Problem requirements: Check each line of the records below and collect those that include the word "cliff".

━━ Supplied records

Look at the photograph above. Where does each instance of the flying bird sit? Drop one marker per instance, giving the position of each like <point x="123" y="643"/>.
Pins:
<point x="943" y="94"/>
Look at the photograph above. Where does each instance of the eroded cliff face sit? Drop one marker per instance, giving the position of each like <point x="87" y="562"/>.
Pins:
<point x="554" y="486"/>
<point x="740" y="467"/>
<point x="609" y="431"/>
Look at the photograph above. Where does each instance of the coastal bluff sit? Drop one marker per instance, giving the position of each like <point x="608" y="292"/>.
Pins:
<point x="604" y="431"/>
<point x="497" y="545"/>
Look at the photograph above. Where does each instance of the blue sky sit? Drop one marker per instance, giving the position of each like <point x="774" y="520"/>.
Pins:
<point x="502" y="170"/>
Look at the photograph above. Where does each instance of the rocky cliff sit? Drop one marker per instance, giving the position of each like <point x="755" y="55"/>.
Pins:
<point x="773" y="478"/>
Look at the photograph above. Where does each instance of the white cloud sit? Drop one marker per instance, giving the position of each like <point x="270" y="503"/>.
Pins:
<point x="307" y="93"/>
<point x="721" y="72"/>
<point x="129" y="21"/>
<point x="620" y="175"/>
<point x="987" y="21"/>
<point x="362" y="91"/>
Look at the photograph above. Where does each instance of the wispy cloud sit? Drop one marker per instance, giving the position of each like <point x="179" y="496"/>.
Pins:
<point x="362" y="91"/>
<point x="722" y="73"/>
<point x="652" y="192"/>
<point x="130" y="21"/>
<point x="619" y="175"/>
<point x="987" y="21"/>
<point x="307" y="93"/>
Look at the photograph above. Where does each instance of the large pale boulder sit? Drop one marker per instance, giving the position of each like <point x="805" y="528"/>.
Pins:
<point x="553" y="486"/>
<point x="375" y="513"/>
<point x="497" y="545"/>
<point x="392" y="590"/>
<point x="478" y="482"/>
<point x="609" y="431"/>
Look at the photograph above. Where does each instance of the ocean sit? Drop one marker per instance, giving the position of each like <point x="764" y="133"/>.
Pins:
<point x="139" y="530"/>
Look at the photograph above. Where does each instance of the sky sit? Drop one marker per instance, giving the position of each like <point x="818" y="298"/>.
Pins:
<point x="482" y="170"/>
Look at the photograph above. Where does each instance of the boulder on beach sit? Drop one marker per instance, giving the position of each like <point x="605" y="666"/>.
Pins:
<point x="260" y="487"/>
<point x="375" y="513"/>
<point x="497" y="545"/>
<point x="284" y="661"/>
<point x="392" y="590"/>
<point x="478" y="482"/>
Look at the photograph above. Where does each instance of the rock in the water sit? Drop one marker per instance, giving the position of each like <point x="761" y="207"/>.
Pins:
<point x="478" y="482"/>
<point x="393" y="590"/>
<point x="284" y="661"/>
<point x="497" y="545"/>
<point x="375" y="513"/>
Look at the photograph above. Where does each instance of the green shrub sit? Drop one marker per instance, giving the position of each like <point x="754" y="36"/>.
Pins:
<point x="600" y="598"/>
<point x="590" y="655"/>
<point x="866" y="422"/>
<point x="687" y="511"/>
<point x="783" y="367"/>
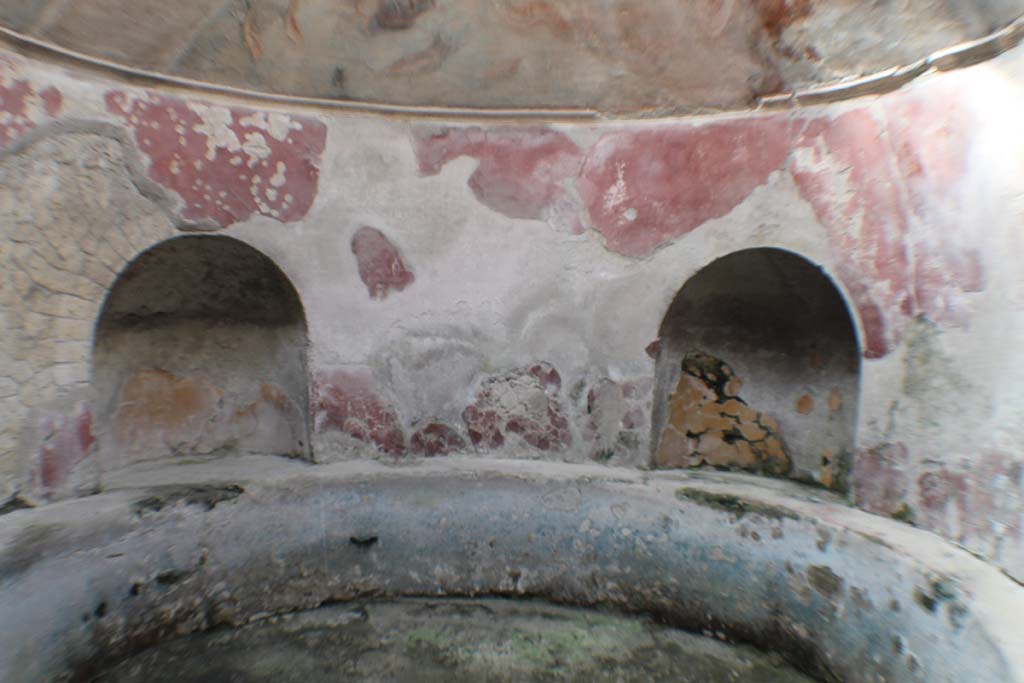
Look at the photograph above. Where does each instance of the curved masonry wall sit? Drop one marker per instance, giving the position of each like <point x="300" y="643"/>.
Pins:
<point x="495" y="289"/>
<point x="844" y="595"/>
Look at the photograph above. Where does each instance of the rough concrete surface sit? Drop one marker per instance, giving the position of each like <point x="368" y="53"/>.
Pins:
<point x="452" y="640"/>
<point x="171" y="550"/>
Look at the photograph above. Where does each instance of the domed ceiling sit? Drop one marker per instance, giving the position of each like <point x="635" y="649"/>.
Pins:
<point x="611" y="55"/>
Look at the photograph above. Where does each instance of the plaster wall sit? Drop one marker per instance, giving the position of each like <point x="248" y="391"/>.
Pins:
<point x="475" y="288"/>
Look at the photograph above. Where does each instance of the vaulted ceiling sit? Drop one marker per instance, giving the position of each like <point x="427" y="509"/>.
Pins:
<point x="613" y="55"/>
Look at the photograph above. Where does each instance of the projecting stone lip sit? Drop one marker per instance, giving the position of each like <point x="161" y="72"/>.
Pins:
<point x="799" y="573"/>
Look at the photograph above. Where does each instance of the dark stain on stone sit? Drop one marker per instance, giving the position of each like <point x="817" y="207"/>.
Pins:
<point x="399" y="14"/>
<point x="710" y="424"/>
<point x="30" y="546"/>
<point x="364" y="541"/>
<point x="824" y="539"/>
<point x="903" y="513"/>
<point x="170" y="577"/>
<point x="861" y="599"/>
<point x="941" y="591"/>
<point x="737" y="506"/>
<point x="925" y="600"/>
<point x="776" y="15"/>
<point x="13" y="504"/>
<point x="208" y="496"/>
<point x="824" y="581"/>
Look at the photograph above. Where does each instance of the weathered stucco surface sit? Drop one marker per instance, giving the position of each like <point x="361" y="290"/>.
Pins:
<point x="613" y="55"/>
<point x="499" y="289"/>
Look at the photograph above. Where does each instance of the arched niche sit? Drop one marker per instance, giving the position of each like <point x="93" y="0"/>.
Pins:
<point x="758" y="369"/>
<point x="201" y="348"/>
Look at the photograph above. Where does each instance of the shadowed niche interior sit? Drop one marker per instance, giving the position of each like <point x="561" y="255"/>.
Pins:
<point x="201" y="348"/>
<point x="758" y="370"/>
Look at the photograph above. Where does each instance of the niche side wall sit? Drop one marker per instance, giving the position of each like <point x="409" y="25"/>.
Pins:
<point x="201" y="348"/>
<point x="758" y="371"/>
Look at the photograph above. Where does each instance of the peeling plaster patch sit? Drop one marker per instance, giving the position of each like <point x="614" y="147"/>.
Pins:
<point x="644" y="188"/>
<point x="710" y="424"/>
<point x="188" y="414"/>
<point x="880" y="480"/>
<point x="348" y="400"/>
<point x="67" y="440"/>
<point x="523" y="402"/>
<point x="521" y="174"/>
<point x="944" y="497"/>
<point x="884" y="186"/>
<point x="219" y="160"/>
<point x="436" y="439"/>
<point x="381" y="266"/>
<point x="617" y="417"/>
<point x="23" y="107"/>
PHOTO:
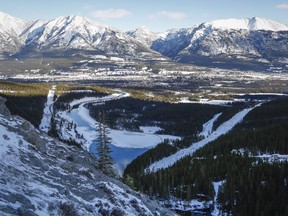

━━━━

Answer to this exercise:
Look at the photograph above. Where does each instance of the eroded cliff face sit? Drop one marker per instance, giving the position of each like <point x="87" y="562"/>.
Look at the photograph above. Where does each instance of the rocky cliff sit? Drop one marker per instance, giving the position of each like <point x="755" y="55"/>.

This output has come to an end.